## EXERCISES TO COMPLETE
a - According to the stock picks update, how many picks were closed out in May?
b - From the stock picks update, extract the stretch from "Last week’s overall" through "and protect profits.".

## SELECTED EXCERPT
----------------------------------------

The percentage gain is based on 100% cash positions, with no margin and no use of leverage or options.
Last week’s overall performance was down from +11% with a similar holding period, in the previous week. We expected this.
5/31/22 We have to be careful though. We’ve seen previously that when the list has double digit gains, the stocks on the list have reversed sharply. So I continue to tighten stops to close out the pick at an opportune time and protect profits.
Three picks did hit their stops last week. All were longs. One had a nice gain, but it was canceled out by two losers. Five picks remain open. Four have gains. I have again adjusted stops on the open picks.
Meanwhile, picks closed out in May averaged a gain of 3% on an average holding period of 2 weeks. That works out to an average of 1.5% per week. There were 28 closed picks. 25 were shorts. The 3 longs all came since May 16.
5/9/22 April was a challenging month. The final tally of closed picks in April had an average loss of 0.4% with an average holding period of 11 calendar days. My system does not do well when the average low to low cycle duration drops below 4 weeks.

----------------------------------------

## SUPPLIED DATA
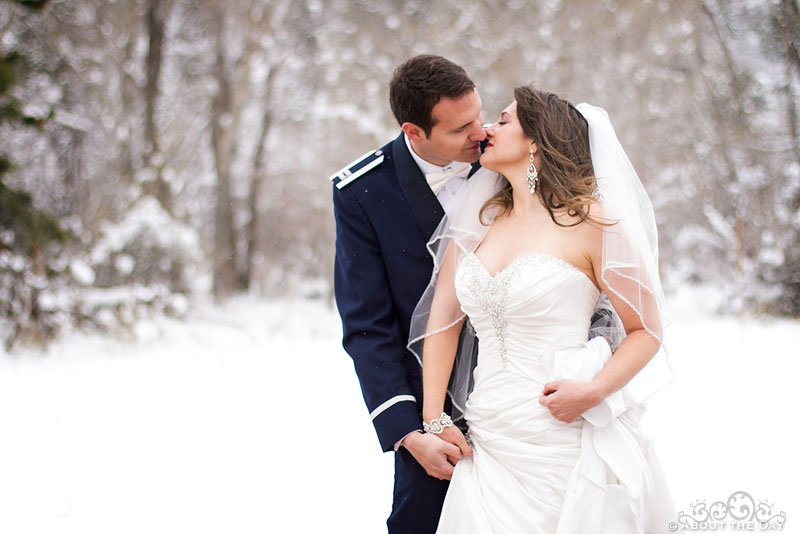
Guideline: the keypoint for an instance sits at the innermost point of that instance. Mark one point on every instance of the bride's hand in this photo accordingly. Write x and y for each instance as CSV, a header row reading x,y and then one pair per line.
x,y
452,434
568,400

----------------------------------------

## RESULTS BY TASK
a - 28 picks were closed out in May.

b -
Last week’s overall performance was down from +11% with a similar holding period, in the previous week. We expected this.
5/31/22 We have to be careful though. We’ve seen previously that when the list has double digit gains, the stocks on the list have reversed sharply. So I continue to tighten stops to close out the pick at an opportune time and protect profits.